◆ **Excerpted passage**:
------
Total RNA was prepared from PBMCs using the RNeasy kit (Sigma, Deisenhofen, Germany) and cDNA following standard protocols. PCR reactions were carried out by combining a primer and a specific fluorophore-labeled probe for the constant region CHμ with one of eight primers covering the different VH1-7 genes (European and US patent: Repertoire determination of a lymphocyte B population, WO 2005/059176 A1; Pasteur Institute, Paris, France [30]), using Taqman 7300 (Applied Biosystems, Foster City, CA) and Applied Biosystems reagents. PCR products underwent run-off reactions with a nested fluorescent primer specific for the constant region gene. The fluorescent products were analyzed on an ABI-PRISM 3730 DNA analyzer. The size and intensity of each band were assessed with Immunoscope software [52]. Amplification products corresponding to the clonal expansions observed in P20 immunoscope profiles were cloned, sequenced, and analyzed according to the procedure described previously [30].

Purification of immunoglobulins

Patient and healthy donor serum IgG were affinity purified on Protein G Sepharose (PGS) columns using standard methods (protein G sepharose 4 fast flow, Amersham Pharmacia Biotech, Sweden). Serum IgG was allowed to bind to PGS and was eluted after washing with 0.1 M glycine buffer pH 3. Eluted fractions were immediately neutralized by addition of 1 M Tris-HCl pH 8.8. Isolated IgG were dialyzed against PBS overnight at 4°C.

GAD65 enzyme activity assay

GAD65 enzyme activity was measured by the 14CO2-trapping method described previously [53]. Recombinant human GAD65 (donation by Amgen, Seattle, WA) (100 ng) was incubated with reaction buffer (50 mM K2HPO4, 0.03 mM PLP, 0.1 mM DTT, pH 6.8) for 1 hour at room temperature with or without the indicated amounts of isolated IgG. The enzymatic reaction was initiated by the addition of 0.56 mM L-glutamate and 0.018 µCi 14C-glutamate (Perkin Elmer, Boston MA, USA) and allowed to continue for 2 hours at 37°C with gentle agitation. During incubation, released 14CO2 was captured on filter paper (Kontes, Vineland, NJ) soaked in 50 µl 1 M NaOH. After the incubation, the absorbed radioactivity was determined in a Beckman scintillation counter. The results are presented as: % residual activity  = cpm in the presence of IgG/cpm in the absence of IgG×100.

rFab used in this study

Monoclonal antibodies b96.11 and b78 were derived from a patient with autoimmune polyendocrine syndrome – type 2 [54], and recognized conformational epitopes formed by the 3D structure of amino acid residues 308–365 and 451–585, respectively [55]. N-GAD65mAb was raised in mice and recognized linear epitopes representing amino acid residues 4–22 [56]. DPA and DPD were isolated from a type 1 diabetes patient[57] and recognized epitopes that mapped between amino acid residues 483–585 and 96–173, respectively [58], [59]. MICA-3 was isolated from a type 1 diabetes patient[60] and recognized epitopes of amino acid region 451–585 [59], [61]. All mAbs recognized GAD65 in its native conformation and do not bind GAD67. In the competitive radioligand-binding assay, the rFab were added at the optimal concentration (0.7–1 µg/ml) as determined in competition assays using the intact mAb as a competitor.
------
◆ **Data records**:
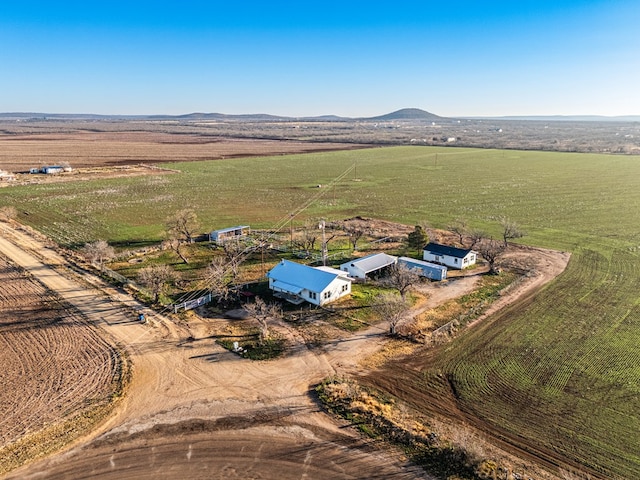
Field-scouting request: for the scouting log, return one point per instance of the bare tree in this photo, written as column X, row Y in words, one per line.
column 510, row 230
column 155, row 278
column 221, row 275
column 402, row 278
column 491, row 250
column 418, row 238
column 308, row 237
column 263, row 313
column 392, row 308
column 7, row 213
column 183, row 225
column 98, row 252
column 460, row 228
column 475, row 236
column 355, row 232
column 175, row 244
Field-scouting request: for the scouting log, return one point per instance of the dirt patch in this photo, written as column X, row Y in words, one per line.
------
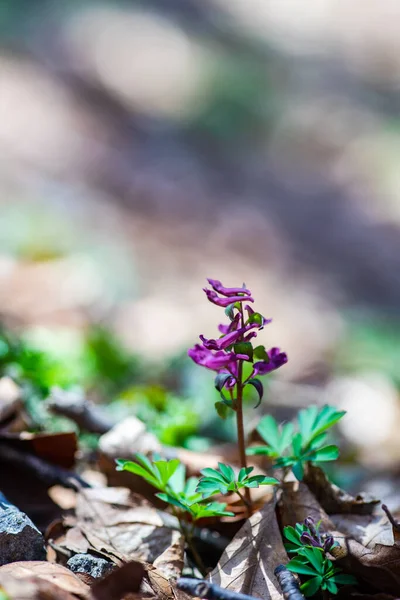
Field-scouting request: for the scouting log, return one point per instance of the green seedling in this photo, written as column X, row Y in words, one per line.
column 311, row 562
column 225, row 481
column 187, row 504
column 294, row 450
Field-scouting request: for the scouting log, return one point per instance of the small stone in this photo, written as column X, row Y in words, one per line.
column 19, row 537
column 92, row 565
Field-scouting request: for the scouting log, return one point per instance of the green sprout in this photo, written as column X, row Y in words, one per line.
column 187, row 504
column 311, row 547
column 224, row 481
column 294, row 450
------
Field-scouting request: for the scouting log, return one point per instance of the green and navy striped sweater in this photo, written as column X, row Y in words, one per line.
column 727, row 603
------
◆ **Instructions to follow**:
Answer these questions from the methods passage:
1. What buffer was used to elute serum IgG from the Protein G Sepharose columns?
2. For how long and at what temperature was the GAD65 enzymatic reaction allowed to continue?
3. Which amino acid residues do the linear epitopes recognized by N-GAD65mAb represent?
The records have nothing to do with the methods passage.

◆ **Response area**:
1. 0.1 M glycine buffer, pH 3.
2. 2 hours at 37°C.
3. Residues 4–22.